* [Goal] Repeat each of the rows below word for word, leaving out the pictures.

* [Stored records]
* * * * * * *

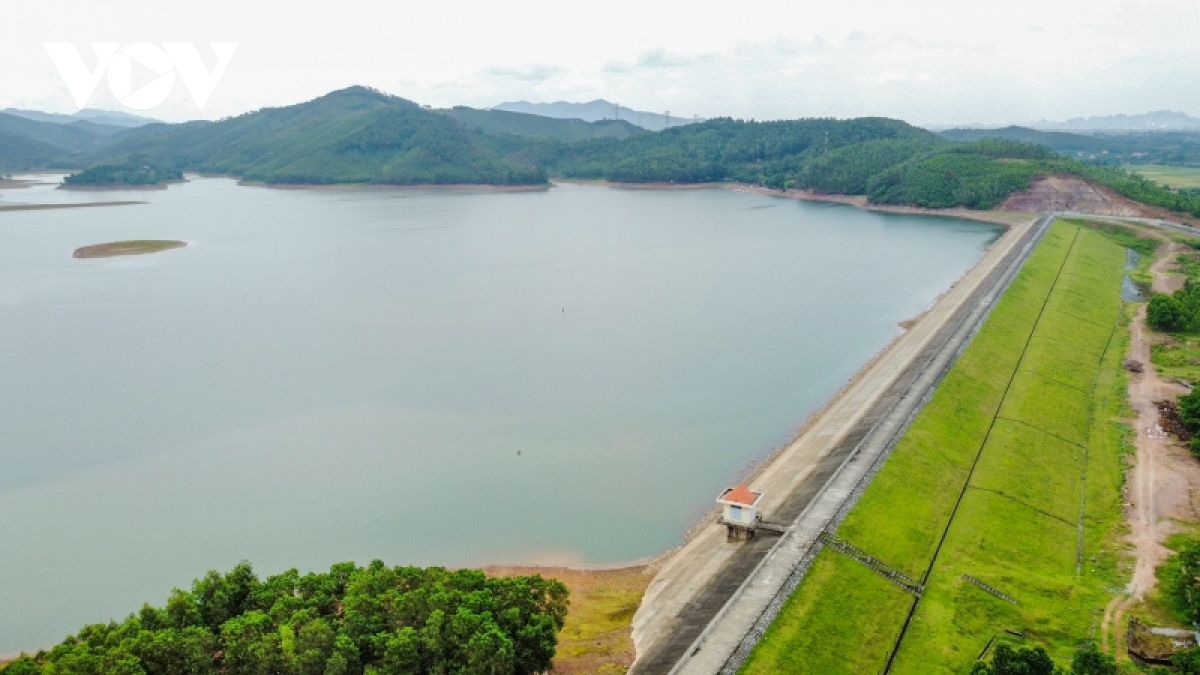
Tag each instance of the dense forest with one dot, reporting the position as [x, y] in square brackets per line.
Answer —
[369, 620]
[363, 136]
[123, 174]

* * * * * * *

* [Solved exercise]
Tag each instance of the dense forest with one dot, reporting the position as [x, y] in square brackets per line.
Answer —
[369, 620]
[363, 136]
[123, 174]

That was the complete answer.